Reproduce every line from the one containing "Object class to annotate: hand" down to the one containing "[352, 97, 410, 178]", both included, with each bounding-box coordinate in the answers multiplied by 0.3 and rounded to a whole number, halves rounded up. Leave the requests and their format sample unchanged.

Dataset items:
-*-
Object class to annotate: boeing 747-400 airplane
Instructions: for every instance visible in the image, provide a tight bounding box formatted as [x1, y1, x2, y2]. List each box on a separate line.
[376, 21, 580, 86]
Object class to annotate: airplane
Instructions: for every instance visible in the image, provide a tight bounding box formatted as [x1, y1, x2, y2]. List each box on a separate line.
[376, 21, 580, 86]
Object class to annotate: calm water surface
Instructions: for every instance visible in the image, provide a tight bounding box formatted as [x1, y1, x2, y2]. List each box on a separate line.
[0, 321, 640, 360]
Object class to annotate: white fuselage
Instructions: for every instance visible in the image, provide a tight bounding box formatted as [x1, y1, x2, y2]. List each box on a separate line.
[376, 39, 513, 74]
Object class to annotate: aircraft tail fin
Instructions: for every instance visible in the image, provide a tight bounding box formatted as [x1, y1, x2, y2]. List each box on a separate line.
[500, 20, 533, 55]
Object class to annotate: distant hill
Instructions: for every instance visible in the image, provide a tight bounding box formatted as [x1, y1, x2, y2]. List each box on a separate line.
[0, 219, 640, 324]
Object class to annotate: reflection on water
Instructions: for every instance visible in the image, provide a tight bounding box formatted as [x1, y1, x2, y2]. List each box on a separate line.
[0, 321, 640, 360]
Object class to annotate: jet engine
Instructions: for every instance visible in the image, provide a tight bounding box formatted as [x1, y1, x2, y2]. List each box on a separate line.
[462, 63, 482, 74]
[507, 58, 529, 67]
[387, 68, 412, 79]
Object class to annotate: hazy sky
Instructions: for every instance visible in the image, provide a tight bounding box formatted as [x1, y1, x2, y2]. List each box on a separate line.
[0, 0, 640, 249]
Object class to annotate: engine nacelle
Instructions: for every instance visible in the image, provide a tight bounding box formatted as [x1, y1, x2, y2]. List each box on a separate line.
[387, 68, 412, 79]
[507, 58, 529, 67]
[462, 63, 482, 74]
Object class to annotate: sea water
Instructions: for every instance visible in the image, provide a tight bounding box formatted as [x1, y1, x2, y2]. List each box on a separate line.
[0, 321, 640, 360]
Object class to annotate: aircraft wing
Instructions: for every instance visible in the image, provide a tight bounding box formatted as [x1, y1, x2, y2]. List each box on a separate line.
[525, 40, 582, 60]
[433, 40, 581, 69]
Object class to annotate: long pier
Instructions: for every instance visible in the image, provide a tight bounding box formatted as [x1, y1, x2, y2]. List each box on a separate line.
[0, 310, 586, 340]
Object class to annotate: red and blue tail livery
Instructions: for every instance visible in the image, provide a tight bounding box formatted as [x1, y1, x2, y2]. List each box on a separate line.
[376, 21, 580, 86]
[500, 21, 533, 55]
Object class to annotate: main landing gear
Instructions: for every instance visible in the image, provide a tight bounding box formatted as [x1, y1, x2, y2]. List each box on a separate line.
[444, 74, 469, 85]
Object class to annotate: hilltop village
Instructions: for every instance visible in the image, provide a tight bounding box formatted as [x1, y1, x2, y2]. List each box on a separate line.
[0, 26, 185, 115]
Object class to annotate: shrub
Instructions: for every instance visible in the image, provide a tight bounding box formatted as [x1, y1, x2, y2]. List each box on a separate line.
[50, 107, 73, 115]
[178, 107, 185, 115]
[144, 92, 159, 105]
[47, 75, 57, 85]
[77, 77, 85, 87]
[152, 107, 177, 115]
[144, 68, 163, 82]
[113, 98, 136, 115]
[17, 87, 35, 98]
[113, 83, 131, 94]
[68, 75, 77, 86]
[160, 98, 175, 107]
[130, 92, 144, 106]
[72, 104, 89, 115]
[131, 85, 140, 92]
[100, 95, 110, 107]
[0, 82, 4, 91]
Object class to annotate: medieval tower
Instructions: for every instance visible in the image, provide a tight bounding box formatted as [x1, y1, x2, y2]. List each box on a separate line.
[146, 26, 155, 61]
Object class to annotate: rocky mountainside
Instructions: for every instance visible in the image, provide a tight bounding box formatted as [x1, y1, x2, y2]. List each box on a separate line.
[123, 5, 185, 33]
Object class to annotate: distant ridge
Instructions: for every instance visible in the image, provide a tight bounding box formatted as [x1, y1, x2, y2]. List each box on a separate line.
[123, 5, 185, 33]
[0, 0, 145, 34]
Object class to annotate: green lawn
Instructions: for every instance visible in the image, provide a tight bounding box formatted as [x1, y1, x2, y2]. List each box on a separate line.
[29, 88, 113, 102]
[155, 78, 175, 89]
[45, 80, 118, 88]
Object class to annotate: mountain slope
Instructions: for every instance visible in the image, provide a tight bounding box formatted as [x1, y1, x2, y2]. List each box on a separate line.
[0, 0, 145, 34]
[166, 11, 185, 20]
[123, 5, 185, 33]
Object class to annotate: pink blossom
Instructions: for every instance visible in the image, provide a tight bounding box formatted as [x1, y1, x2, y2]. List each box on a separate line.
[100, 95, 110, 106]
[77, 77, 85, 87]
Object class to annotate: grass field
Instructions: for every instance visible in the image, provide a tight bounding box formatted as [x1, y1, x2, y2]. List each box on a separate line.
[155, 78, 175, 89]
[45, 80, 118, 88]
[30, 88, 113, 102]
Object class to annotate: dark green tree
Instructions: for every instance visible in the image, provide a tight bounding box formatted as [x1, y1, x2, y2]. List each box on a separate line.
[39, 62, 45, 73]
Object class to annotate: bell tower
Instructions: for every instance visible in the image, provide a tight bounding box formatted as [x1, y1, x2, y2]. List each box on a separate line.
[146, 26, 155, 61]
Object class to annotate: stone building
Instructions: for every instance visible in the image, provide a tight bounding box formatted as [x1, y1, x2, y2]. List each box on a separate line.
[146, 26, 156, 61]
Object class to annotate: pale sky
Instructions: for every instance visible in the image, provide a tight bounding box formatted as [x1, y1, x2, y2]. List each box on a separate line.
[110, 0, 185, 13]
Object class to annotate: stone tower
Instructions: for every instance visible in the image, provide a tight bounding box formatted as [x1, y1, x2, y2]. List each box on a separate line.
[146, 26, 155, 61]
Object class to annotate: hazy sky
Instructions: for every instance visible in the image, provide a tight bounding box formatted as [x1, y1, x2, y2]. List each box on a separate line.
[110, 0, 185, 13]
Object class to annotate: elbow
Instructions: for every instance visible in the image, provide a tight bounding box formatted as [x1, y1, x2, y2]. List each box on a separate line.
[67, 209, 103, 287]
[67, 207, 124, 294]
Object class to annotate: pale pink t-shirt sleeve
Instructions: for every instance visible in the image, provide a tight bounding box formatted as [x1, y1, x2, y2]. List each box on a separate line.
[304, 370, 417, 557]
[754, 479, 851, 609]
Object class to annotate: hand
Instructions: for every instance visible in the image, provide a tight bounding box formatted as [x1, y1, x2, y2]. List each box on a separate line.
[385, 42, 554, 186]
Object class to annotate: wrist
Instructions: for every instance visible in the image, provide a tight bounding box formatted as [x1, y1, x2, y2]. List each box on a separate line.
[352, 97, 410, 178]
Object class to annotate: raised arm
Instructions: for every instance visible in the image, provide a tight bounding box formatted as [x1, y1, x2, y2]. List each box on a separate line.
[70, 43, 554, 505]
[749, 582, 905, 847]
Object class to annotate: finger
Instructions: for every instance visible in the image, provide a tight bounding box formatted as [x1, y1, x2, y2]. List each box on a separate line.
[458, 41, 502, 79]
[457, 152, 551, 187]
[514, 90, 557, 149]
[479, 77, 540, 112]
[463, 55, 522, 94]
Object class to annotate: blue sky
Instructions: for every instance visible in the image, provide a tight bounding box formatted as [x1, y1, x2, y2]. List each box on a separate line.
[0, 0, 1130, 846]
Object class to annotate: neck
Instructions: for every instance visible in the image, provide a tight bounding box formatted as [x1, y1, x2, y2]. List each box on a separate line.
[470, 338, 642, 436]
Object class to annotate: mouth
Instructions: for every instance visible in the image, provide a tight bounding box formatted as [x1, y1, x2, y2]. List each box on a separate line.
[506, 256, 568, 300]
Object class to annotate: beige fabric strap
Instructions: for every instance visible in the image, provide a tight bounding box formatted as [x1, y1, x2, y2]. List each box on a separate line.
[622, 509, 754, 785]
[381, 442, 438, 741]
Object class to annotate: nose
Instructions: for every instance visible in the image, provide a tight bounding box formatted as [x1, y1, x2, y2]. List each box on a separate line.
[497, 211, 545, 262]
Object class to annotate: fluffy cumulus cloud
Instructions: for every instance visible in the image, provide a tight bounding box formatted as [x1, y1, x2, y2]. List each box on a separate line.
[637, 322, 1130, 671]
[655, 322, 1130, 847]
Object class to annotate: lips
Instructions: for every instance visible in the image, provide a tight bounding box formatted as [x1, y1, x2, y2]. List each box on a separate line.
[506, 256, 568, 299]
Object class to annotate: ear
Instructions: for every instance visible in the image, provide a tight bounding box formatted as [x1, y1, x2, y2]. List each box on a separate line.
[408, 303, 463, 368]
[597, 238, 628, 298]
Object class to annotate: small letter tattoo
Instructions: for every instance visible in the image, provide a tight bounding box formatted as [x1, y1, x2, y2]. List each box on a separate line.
-*-
* _Correct result_:
Object class to annotate: hand
Instructions: for every instance visible in the image, provide a tight bounding box formatted as [x1, y1, x2, y2]. List each box on a separate line.
[116, 13, 166, 56]
Object class to annotate: wrist
Instructions: for every instance visible in the image, provide a tight bounding box formatted as [x1, y1, x2, y2]. List each box on a separate line.
[106, 29, 123, 53]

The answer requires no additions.